- _Task item_
In the records below, find every line that contains "crop" and list it.

[Saved entries]
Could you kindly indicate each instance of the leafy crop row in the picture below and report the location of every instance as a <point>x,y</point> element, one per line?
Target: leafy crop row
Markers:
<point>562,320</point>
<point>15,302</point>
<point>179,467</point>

- _Answer to the exercise_
Could you kindly indicate each instance of the leafy crop row in the picture below and report the location of every instance as a <point>x,y</point> element, one per line?
Target: leafy crop row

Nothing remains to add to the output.